→ **Dataset content**:
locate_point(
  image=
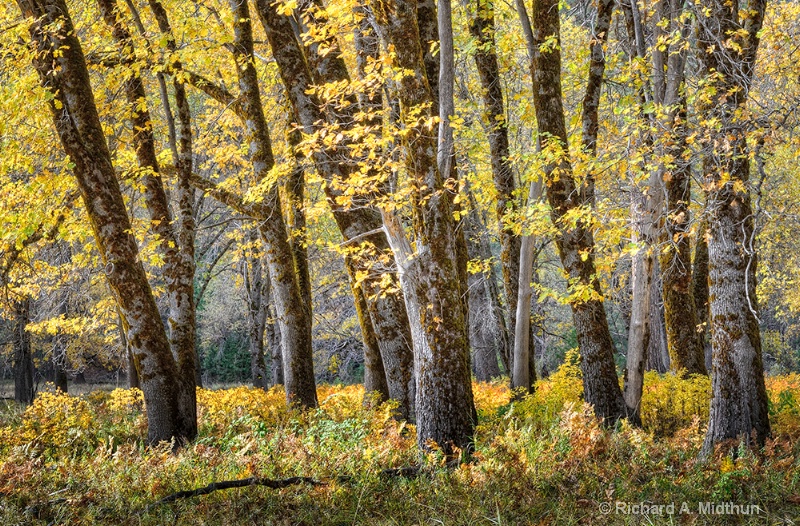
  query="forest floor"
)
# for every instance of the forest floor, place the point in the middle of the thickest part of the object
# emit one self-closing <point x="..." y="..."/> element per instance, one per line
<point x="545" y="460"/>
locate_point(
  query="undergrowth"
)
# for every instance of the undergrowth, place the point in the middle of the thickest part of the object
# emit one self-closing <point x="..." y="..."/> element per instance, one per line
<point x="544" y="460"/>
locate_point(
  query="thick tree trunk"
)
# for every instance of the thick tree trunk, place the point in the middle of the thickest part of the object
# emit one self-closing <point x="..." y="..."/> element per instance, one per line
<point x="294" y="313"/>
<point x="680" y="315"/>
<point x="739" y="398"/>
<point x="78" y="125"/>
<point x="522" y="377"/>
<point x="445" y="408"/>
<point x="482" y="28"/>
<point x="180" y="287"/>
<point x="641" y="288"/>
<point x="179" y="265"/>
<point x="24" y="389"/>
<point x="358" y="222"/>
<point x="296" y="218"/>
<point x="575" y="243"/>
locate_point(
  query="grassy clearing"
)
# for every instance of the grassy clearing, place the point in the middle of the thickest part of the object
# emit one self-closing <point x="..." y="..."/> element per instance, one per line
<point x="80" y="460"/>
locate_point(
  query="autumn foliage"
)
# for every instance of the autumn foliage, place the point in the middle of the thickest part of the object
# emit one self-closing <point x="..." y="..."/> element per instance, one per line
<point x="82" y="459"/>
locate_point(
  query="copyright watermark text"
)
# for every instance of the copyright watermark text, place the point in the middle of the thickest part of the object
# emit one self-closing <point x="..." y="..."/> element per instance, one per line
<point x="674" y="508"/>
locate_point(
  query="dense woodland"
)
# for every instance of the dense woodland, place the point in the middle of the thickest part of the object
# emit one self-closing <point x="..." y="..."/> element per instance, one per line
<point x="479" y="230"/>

→ **Work instructions**:
Print every entry exactly as written, without the pictures.

→ **Response to this task**:
locate_point(
  image=
  query="forest floor"
)
# for every instance of the forest floor, place the point in the middle of the thickest part of the object
# emit one self-closing <point x="..." y="..."/> element per instance, one per line
<point x="545" y="460"/>
locate_point(
  query="undergrowth"
)
# for every instance of the undergrowth, place the point in the middle of the thickest part of the object
# emit one self-closing <point x="..." y="..."/> element per instance, one per line
<point x="544" y="460"/>
locate_point(
  query="thick tree trunk"
)
# for every instance of the thick tree trunk, place the point in the middle of the thickest part of the object
# emit one self-closing <point x="..." y="..."/> element per instance, one per line
<point x="294" y="313"/>
<point x="680" y="315"/>
<point x="739" y="398"/>
<point x="78" y="125"/>
<point x="522" y="377"/>
<point x="445" y="408"/>
<point x="482" y="28"/>
<point x="180" y="287"/>
<point x="641" y="288"/>
<point x="179" y="265"/>
<point x="24" y="389"/>
<point x="358" y="222"/>
<point x="296" y="218"/>
<point x="575" y="243"/>
locate_point(
  query="grassy clearing"
)
# for every instance of the grassy clearing, place the point in the middle of the thickest part of the object
# emit one self-closing <point x="..." y="..."/> element per instance, one per line
<point x="80" y="460"/>
locate_point(
  query="autumn foliage"
)
# for every instance of the autumn foliage, place the point in the middle of the thickest part of the object
# emit one self-closing <point x="..." y="..."/> element per instance, one per line
<point x="82" y="459"/>
locate_point(
  query="copyright watermark text"
)
# for every instance of the copyright watermark text, place the point in the middle of the thickest part of the object
# emit one self-closing <point x="..." y="..."/> element per instance, one per line
<point x="674" y="508"/>
locate_point(
  query="dense woodland"
)
# for every instance of the dense woodland, place the point in the middle of the thickest part of the object
# emit one self-closing <point x="..." y="..."/> element per instance, one per line
<point x="479" y="230"/>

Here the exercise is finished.